[Data extracted from a collection]
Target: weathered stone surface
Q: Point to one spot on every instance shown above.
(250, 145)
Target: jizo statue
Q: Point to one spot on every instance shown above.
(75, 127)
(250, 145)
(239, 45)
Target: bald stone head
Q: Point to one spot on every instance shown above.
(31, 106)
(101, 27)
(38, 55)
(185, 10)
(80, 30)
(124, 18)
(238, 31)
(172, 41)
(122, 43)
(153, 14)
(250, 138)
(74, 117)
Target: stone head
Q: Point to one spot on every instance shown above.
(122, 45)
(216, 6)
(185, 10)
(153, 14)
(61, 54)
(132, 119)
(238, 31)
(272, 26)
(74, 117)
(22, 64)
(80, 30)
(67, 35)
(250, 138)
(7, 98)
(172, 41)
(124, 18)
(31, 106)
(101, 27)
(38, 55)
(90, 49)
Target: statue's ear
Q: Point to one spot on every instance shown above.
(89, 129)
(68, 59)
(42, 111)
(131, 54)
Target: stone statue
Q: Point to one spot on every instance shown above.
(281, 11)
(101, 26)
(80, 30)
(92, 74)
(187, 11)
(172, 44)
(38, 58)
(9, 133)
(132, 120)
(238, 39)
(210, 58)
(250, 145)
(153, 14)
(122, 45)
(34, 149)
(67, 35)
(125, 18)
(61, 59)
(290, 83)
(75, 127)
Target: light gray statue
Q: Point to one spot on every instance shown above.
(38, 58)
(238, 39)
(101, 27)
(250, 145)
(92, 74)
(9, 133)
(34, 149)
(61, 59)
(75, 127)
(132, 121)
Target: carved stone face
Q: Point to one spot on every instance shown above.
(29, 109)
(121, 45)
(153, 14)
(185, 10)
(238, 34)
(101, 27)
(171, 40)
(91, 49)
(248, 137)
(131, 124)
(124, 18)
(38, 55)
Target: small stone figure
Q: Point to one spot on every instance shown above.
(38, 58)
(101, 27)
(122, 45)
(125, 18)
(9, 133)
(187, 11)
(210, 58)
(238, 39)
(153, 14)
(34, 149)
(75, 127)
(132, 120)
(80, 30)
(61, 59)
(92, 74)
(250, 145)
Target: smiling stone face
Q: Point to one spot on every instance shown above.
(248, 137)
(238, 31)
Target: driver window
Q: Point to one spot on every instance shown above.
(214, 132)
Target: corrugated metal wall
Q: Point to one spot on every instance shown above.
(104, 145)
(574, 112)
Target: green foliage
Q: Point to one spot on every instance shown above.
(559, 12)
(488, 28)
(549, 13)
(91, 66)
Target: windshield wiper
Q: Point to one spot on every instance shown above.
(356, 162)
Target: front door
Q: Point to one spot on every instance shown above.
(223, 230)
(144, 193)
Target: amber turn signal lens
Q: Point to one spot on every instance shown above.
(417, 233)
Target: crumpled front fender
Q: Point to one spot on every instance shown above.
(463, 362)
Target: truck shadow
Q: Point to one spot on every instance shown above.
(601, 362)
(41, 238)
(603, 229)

◆ Assigned task ◆
Your task is to print all of the records exactly.

◆ Answer space ◆
Target: weathered stone surface
Q: Point to one spot on every instance shown above.
(250, 145)
Target: jizo statue
Q: Point to one spot on every instance shown above.
(75, 127)
(250, 145)
(239, 45)
Target: bald stone head
Q: Point to one spot on every instance shown above.
(31, 106)
(101, 27)
(38, 55)
(185, 10)
(80, 30)
(124, 18)
(238, 31)
(172, 41)
(122, 43)
(153, 14)
(250, 138)
(74, 117)
Target: stone head
Q: Point to one spot on every instance shown above.
(122, 45)
(216, 6)
(185, 10)
(153, 14)
(61, 54)
(132, 119)
(238, 31)
(272, 26)
(74, 117)
(22, 64)
(80, 30)
(67, 35)
(250, 138)
(7, 98)
(172, 41)
(124, 18)
(31, 106)
(101, 27)
(38, 55)
(90, 49)
Target: statue's ear
Q: Point to one spot on every instance shown above.
(89, 129)
(68, 59)
(42, 111)
(131, 54)
Target: stone statue
Q: Point to one spot on every instance shown above.
(281, 11)
(101, 26)
(80, 30)
(92, 74)
(187, 11)
(172, 44)
(38, 58)
(9, 133)
(132, 120)
(238, 39)
(210, 58)
(250, 145)
(153, 14)
(122, 45)
(34, 149)
(67, 35)
(125, 18)
(61, 59)
(290, 83)
(75, 127)
Target: light gray statue
Q: Point to one spot on every instance shown above.
(38, 58)
(238, 39)
(101, 27)
(250, 145)
(92, 74)
(9, 133)
(34, 149)
(61, 59)
(75, 127)
(132, 121)
Target: carved stone face
Q: Point to one spot on every instance shown above.
(29, 109)
(121, 45)
(153, 14)
(185, 10)
(238, 34)
(101, 27)
(171, 40)
(91, 49)
(248, 137)
(131, 124)
(124, 18)
(38, 55)
Target: small stone figure
Q: Point to one spot on every instance shown above.
(38, 58)
(101, 27)
(122, 45)
(125, 18)
(9, 133)
(187, 11)
(210, 58)
(238, 39)
(153, 14)
(34, 149)
(75, 127)
(132, 120)
(80, 30)
(61, 59)
(92, 74)
(250, 145)
Target: smiling stone face
Q: Point to one spot on every instance shown above.
(248, 137)
(238, 31)
Target: driver window
Q: Point to one spot on every instance shown above.
(214, 132)
Target: corrugated metal wall
Q: Point to one spot on every instance shown above.
(104, 145)
(574, 112)
Target: green foliage
Q: Point to one spot on every instance shown above.
(559, 12)
(488, 28)
(549, 13)
(91, 66)
Target: windshield wiper
Q: Point to one spot on every instance shown above.
(356, 162)
Target: front door
Q: Point to one spot on every instance shown above.
(223, 230)
(144, 193)
Target: amber turn signal lens
Q: Point to one spot on every instance shown above.
(417, 233)
Target: crumpled front fender
Q: Point to one spot on every instance shown above.
(463, 362)
Target: truck shadow
Q: Point to one spot on every instance shown above.
(601, 362)
(41, 238)
(603, 229)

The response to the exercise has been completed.